**SUPPLIED PASSAGE**:
---+---

Revenue Dept. to Take 5 Percent of III-Gotten Earnings

NO WRITER ATTRIBUTED

BOSTON--Massachusetts revenue officials, ever on the watch for a new tax source, are planning to expand their efforts at tapping the ill-gotten gains of drug dealers by levying the state sales tax on their illegal transactions.

"There is obviously a lot of money in drug dealing and our charge is to tax income, however that income is earned," Revenue Commissioner Stephen Kidder said yesterday. "And that is what we intend to do."

Massachusetts' multi-state effort to snare delinquent taxes owed the Commonwealth netted a record $526 million in fiscal 1989. Of that, about $600,000 was collected from $2.1 million in income tax assessments on criminal profits.

The unreported income of prostitutes, bookies and drug dealers was targeted by Massachusetts for the first time in 1988. This year, beginning in the fall, the Commonwealth plans to go after the unreported sales of illegal drugs as well.

The Commonwealth plans to levy the state's 5 percent sales tax, plus 18 percent annual interest charges and other penalties on these drug sales as detailed in the dealers' own records seized by law enforcement officials.

"These people do keep very, very good records, albeit oftentimes in code," said Betsy Houghteling, revenue department spokesperson. "We'll get them, we'll go through them and really perform a regular audit on these people and [levy the taxes]...on what the records indicate."

The revenue officials plan to attack the drug dealers matter-of-factly. If a dealer's records show he sold $100,000 worth of drugs, "he should have been charging a 5 percent sales tax. He should have gotten $105,000 from the [sales] and then turned that $5000 over to the state," Houghteling said.

"If he didn't, then we just give him a bill for the $5000, plus any interest and penalties," she said.

"There is no exemption in the [state] statue for illegal income, for illegal goods. It doesn't say anything about if it is illegal you don't have to collect a tax on it."

Internal Revenue Service (IRS) spokesperson Johnell Hunter said it wasn't the IRS's policy to comment on the tax enforcement efforts of the individual states. "That's their business," she said. "But I know that we feel here at the IRS that to get the drug dealers where it really hurts, is to take the money away from them."

The courts have upheld similar efforts in limited cases by Virginia and Michigan to levy sales taxes on criminal activities, Kidder said.

Kidder said the revenue department intends to work with local and state police to go after unreported assets that drug agencies are unable to seize through direct links with drug money.

Whether those assets are immediately found is not imperative. Houghteling said that once the state levies its tax bill, it will have six years to collect. "So if three years from now [a dealer] buys a house on the Cape, that could be held to pay off his tax tab," she said.

The tax collectors aren't expecting to get a lot of voluntary compliance from their crackdown. Nor are they expecting dealers to start charging a 5 percent sales tax to their buyers.

"No, I probably think they would not start doing that," Kidder said. "I think what we would see as a result is just another weapon available to us and to law enforcement officials to use against drug dealers."

---+---

**RECORDED INFORMATION**:
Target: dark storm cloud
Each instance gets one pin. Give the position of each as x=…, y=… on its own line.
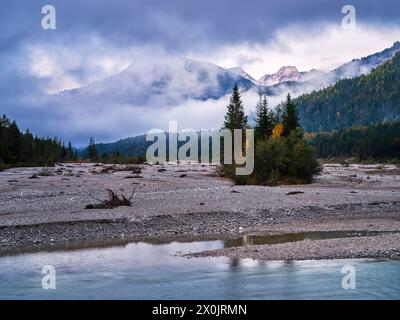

---+---

**DIRECTIVES**:
**A)** Reproduce the article on taxing drug sales from "The unreported income" up to and including "law enforcement officials.".
**B)** In the article on taxing drug sales, rewrite the paragraph beginning "Whether those assets are immediately found" more briefly, keeping its main facts.

**THE REPLIES**:
**A)**
The unreported income of prostitutes, bookies and drug dealers was targeted by Massachusetts for the first time in 1988. This year, beginning in the fall, the Commonwealth plans to go after the unreported sales of illegal drugs as well.

The Commonwealth plans to levy the state's 5 percent sales tax, plus 18 percent annual interest charges and other penalties on these drug sales as detailed in the dealers' own records seized by law enforcement officials.

**B)** Houghteling said assets need not be found right away. Once the state issues its tax bill, it has six years to collect. A house a dealer buys on the Cape three years later, for example, could be held to pay off the tax.